# START OF Exercise materials

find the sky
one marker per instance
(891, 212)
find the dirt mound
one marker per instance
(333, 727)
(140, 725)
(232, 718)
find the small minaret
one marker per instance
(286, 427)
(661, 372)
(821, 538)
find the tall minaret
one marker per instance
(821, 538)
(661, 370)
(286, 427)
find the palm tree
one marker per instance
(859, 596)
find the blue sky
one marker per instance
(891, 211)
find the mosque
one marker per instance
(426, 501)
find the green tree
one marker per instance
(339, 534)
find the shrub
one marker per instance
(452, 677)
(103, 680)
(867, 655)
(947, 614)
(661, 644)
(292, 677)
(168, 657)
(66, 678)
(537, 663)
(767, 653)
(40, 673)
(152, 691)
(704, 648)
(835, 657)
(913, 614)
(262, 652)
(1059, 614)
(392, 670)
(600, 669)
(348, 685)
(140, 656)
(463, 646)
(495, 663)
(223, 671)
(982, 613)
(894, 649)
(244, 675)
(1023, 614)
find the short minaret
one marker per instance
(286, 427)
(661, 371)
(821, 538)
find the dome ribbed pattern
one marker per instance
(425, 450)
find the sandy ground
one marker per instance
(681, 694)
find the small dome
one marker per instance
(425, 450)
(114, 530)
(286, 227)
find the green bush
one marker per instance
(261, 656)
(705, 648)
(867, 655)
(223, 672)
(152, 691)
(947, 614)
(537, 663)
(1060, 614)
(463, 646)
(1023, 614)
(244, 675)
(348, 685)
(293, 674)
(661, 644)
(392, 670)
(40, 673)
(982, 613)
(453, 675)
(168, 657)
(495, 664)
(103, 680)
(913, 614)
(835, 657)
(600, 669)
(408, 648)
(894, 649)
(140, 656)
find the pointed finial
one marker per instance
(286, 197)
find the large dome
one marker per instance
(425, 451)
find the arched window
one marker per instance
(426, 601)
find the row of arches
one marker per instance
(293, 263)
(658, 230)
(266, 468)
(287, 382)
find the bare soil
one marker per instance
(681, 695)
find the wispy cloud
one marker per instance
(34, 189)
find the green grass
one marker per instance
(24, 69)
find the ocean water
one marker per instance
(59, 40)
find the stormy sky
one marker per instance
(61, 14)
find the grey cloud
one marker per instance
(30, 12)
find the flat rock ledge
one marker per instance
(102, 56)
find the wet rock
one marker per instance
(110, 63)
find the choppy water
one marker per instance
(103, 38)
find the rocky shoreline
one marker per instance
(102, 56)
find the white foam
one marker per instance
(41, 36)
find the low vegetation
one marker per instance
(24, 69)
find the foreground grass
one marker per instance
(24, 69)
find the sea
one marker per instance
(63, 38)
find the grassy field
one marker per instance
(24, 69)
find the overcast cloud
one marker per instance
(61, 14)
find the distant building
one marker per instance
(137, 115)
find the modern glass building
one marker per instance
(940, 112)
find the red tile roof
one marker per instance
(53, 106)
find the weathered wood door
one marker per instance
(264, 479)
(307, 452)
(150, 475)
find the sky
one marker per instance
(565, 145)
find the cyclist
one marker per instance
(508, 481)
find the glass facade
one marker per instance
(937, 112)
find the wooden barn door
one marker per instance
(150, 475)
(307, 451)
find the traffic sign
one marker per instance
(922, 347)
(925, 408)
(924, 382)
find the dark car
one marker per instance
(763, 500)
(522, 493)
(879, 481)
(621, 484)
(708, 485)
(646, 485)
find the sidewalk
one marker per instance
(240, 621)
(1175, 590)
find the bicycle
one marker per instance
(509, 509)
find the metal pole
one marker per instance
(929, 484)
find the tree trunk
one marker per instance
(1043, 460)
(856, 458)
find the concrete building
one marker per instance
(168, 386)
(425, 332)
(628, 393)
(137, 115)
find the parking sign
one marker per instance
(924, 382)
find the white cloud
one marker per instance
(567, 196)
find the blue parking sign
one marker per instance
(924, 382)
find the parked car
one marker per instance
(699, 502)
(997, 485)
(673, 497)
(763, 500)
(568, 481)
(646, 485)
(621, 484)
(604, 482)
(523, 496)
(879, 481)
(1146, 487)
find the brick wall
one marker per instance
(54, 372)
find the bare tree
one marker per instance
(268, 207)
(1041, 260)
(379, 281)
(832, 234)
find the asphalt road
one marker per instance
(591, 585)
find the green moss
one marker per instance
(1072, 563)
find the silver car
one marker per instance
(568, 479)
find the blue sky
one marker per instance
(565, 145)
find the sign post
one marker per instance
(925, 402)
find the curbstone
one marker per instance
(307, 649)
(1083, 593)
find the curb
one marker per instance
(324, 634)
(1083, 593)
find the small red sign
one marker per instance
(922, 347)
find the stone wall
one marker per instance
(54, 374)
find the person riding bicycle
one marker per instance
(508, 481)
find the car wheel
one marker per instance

# END OF Exercise materials

*Your objective*
Copy out every line of the records above word for word, keeping the original order.

*Solution to this task*
find the sky
one marker per instance
(891, 212)
find the dirt mound
one marker per instance
(333, 727)
(140, 725)
(232, 718)
find the small minaret
one marker per instance
(286, 427)
(661, 372)
(821, 538)
find the tall minaret
one marker per instance
(821, 538)
(661, 370)
(286, 427)
find the palm tree
one marker per instance
(859, 596)
find the blue sky
one marker per instance
(891, 211)
find the mosque
one marker per instance
(426, 501)
find the green tree
one marker per instance
(339, 534)
find the shrub
one marker per instance
(452, 677)
(103, 680)
(867, 655)
(947, 614)
(661, 644)
(292, 677)
(168, 657)
(66, 678)
(537, 663)
(767, 653)
(40, 673)
(152, 691)
(704, 648)
(835, 657)
(913, 614)
(262, 652)
(1059, 614)
(392, 670)
(600, 669)
(348, 685)
(140, 656)
(463, 646)
(495, 663)
(223, 671)
(982, 613)
(894, 649)
(244, 675)
(1023, 614)
find the short minaret
one marker per instance
(286, 427)
(661, 371)
(821, 538)
find the dome ribbed pattern
one marker per instance
(425, 450)
find the sandy ground
one marker per instance
(681, 694)
find the small dome
one marker per instance
(425, 450)
(114, 530)
(286, 227)
find the green bush
one marker per instance
(261, 656)
(705, 648)
(867, 655)
(223, 672)
(152, 691)
(947, 614)
(537, 663)
(1060, 614)
(463, 646)
(1023, 614)
(244, 675)
(348, 685)
(293, 674)
(661, 644)
(392, 670)
(40, 673)
(982, 613)
(453, 675)
(168, 657)
(495, 664)
(103, 680)
(913, 614)
(835, 657)
(600, 669)
(408, 648)
(894, 649)
(140, 656)
find the pointed finial
one marker per instance
(286, 197)
find the large dome
one marker per instance
(425, 451)
find the arched window
one marker per instance
(426, 601)
find the row of arches
one marker per instance
(293, 263)
(658, 230)
(266, 468)
(287, 382)
find the bare soil
one marker per instance
(681, 695)
find the wispy cloud
one marker per instance
(34, 189)
find the green grass
one marker per instance
(24, 69)
find the ocean water
one marker per instance
(59, 40)
find the stormy sky
one marker per instance
(61, 14)
find the grey cloud
one marker per instance
(30, 12)
find the flat rock ledge
one marker per instance
(102, 56)
find the wet rock
one marker per instance
(110, 63)
find the choppy water
one marker per instance
(103, 38)
find the rocky shoreline
one marker per instance
(102, 56)
find the white foam
one marker per instance
(41, 36)
find the low vegetation
one marker per instance
(24, 69)
find the foreground grass
one marker per instance
(24, 69)
find the sea
one marker per instance
(63, 38)
find the grassy field
one marker per instance
(24, 69)
find the overcast cloud
one marker per instance
(61, 14)
find the distant building
one marker per instance
(137, 115)
find the modern glass building
one marker per instance
(940, 112)
find the red tile roof
one marker per instance
(53, 106)
find the weathered wood door
one marker per instance
(264, 479)
(307, 452)
(150, 475)
find the sky
one marker per instance
(565, 145)
find the cyclist
one marker per instance
(508, 481)
find the glass facade
one marker per instance
(937, 112)
find the wooden barn door
one marker per instance
(150, 475)
(307, 451)
find the traffic sign
one marker per instance
(922, 347)
(925, 408)
(924, 382)
find the dark car
one marker per instance
(763, 500)
(522, 493)
(879, 481)
(621, 484)
(708, 485)
(646, 485)
find the sidewalk
one marker per instance
(240, 621)
(1175, 590)
find the bicycle
one marker per instance
(509, 509)
find the metal pole
one marker per instance
(929, 484)
find the tree trunk
one marker per instance
(1043, 460)
(856, 458)
find the concrete building
one marker per instance
(168, 386)
(425, 332)
(628, 393)
(137, 115)
find the parking sign
one marker per instance
(924, 382)
find the white cloud
one marker per instance
(567, 196)
find the blue parking sign
one marker per instance
(924, 382)
find the parked car
one marker per instance
(699, 502)
(997, 485)
(673, 497)
(763, 500)
(568, 481)
(646, 485)
(621, 484)
(604, 482)
(523, 496)
(879, 481)
(1146, 487)
find the brick wall
one marker per instance
(54, 372)
find the bare tree
one marker per instance
(268, 207)
(1041, 260)
(379, 281)
(832, 234)
find the asphalt road
one marker per instance
(591, 585)
find the green moss
one marker per instance
(1072, 563)
find the silver car
one marker per instance
(568, 479)
find the blue sky
one marker per instance
(565, 145)
find the sign post
one marker per instance
(925, 402)
find the curbstone
one marker per instance
(307, 649)
(1083, 593)
find the curb
one marker per instance
(324, 634)
(1083, 593)
find the small red sign
one marker per instance
(922, 347)
find the stone wall
one marker per instance
(54, 374)
find the person riding bicycle
one marker per instance
(508, 481)
find the car wheel
one marker per instance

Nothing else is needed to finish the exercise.